→ EXERCISE OBJECTIVE:
Transcribe only what runs from the line including "the marble tile" through the last line of the entries, exactly as it appears.

[DATA SUPPLIED Boundary: Start]

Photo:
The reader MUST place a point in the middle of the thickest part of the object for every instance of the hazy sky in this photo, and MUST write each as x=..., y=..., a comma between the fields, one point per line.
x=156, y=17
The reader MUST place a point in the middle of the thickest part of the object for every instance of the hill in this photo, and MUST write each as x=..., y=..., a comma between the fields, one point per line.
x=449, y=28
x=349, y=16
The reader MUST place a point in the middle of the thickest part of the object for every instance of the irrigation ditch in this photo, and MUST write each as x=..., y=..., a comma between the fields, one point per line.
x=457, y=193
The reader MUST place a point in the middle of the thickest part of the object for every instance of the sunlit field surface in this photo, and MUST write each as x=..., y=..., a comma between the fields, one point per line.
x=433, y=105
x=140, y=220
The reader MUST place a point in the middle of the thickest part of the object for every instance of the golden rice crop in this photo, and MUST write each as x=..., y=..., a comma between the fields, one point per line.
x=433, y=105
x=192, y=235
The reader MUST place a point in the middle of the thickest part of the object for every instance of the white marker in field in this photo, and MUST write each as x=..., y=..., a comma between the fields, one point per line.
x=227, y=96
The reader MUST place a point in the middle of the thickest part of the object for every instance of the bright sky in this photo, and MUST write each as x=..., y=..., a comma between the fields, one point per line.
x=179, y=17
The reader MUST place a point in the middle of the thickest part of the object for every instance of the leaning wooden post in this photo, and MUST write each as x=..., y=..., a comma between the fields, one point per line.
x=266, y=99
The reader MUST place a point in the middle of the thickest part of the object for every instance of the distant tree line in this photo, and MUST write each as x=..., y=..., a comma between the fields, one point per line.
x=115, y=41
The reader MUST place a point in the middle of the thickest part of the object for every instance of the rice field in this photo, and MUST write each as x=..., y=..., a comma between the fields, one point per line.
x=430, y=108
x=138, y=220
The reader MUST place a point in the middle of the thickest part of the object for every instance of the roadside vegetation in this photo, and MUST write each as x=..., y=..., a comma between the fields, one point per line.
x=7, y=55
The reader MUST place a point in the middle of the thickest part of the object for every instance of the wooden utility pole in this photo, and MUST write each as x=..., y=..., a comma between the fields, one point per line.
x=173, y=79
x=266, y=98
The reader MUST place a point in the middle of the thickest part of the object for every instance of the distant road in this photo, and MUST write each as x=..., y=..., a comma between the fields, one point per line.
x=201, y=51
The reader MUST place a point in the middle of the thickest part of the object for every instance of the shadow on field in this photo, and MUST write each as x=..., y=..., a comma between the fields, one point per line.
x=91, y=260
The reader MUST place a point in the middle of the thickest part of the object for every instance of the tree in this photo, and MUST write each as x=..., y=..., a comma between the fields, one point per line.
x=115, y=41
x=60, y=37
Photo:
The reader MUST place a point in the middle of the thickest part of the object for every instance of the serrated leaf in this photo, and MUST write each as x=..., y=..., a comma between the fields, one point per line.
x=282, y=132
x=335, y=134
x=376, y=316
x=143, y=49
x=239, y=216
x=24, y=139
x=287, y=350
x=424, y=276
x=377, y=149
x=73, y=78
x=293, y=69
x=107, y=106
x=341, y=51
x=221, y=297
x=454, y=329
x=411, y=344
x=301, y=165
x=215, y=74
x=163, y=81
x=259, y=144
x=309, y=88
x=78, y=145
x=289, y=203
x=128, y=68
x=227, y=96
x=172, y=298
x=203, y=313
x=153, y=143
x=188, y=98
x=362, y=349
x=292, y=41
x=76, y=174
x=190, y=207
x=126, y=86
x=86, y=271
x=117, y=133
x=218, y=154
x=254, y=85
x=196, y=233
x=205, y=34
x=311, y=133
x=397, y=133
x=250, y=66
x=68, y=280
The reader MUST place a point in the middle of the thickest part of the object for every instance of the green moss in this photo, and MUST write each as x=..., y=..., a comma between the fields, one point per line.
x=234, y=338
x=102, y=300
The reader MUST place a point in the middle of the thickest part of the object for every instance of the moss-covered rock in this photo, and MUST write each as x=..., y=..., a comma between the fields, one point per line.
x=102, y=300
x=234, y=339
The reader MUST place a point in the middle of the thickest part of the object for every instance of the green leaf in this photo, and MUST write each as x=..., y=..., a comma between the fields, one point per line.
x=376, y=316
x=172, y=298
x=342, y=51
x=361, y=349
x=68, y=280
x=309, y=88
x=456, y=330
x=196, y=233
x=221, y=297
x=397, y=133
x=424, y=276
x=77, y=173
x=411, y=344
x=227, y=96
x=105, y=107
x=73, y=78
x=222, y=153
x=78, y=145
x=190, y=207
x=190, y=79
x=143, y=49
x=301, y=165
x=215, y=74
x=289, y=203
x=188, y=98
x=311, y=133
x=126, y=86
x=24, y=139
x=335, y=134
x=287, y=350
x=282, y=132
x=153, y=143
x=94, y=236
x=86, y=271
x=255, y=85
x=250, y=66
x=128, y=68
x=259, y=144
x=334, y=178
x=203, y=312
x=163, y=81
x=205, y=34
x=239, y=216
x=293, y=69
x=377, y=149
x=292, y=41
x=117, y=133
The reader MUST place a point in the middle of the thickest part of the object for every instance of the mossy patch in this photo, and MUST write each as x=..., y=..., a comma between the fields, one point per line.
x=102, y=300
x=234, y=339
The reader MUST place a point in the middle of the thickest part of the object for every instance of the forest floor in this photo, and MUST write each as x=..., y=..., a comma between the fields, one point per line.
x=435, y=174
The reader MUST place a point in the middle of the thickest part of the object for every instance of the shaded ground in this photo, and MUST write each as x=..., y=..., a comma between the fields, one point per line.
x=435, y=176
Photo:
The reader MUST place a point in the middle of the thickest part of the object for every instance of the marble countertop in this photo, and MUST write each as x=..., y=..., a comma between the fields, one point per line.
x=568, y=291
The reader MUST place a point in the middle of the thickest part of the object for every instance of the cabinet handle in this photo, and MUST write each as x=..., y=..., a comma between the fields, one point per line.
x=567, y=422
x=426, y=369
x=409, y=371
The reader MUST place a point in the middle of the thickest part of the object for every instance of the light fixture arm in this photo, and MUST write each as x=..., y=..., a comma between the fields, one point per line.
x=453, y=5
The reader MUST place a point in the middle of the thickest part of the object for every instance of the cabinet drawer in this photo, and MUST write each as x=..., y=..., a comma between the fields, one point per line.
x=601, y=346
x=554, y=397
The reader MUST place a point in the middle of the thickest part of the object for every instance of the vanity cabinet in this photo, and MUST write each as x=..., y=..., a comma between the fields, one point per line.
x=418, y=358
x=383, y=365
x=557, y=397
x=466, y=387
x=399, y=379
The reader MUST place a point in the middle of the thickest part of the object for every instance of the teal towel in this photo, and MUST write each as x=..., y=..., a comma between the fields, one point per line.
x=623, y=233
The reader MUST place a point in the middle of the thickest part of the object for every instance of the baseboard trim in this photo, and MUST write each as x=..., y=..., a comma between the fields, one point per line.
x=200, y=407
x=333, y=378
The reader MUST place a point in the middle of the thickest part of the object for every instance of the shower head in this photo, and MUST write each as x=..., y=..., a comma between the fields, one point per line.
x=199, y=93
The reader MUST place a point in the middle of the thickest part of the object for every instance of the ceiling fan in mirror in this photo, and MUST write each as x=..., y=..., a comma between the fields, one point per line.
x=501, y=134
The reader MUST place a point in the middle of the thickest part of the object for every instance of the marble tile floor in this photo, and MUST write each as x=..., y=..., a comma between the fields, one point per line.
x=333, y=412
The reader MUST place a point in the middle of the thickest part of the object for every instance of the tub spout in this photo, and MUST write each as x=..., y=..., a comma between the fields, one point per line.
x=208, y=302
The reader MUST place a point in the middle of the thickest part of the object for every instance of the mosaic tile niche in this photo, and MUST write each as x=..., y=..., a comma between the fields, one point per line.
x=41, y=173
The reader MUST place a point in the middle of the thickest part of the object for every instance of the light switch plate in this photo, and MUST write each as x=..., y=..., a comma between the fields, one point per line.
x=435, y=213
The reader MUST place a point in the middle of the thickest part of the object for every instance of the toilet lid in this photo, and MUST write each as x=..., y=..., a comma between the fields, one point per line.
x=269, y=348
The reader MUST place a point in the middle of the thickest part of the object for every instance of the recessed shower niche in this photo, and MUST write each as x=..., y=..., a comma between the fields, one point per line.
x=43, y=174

[DATA SUPPLIED Boundary: End]

→ THE COMPLETED TASK:
The reader MUST place a point in the middle of the thickest part of the object for every instance of the marble tile floor in this photo, and MUST write each as x=..., y=..., a comma between the fields, one point per line.
x=333, y=412
The reader MUST place a point in the middle of the thickest part of the object for every instance of the tub spout in this photo, and MUST write each as x=..., y=..., a comma between the fields, one point per line.
x=208, y=302
The reader MUST place a point in the middle of the thickest part of the object for every instance of the mosaic tile niche in this photo, and MUST write each as x=..., y=..., a comma between the fields, one point per line.
x=41, y=173
The reader MUST place a point in the middle of the thickest part of the object for every instance of the light switch plate in this photo, and MUST write each as x=..., y=..., a comma between the fields, one point per line.
x=435, y=213
The reader MUST place a point in the middle of the thickest part of the object for every instance of the toilet lid in this photo, and MUST write each as x=..., y=..., a comma between the fields, one point per line.
x=269, y=348
The reader MUST place a point in the middle of the thickest part of the object for every instance of the recessed shower niche in this photo, and MUST write each as x=..., y=..., a comma between the fields, one point per line.
x=43, y=174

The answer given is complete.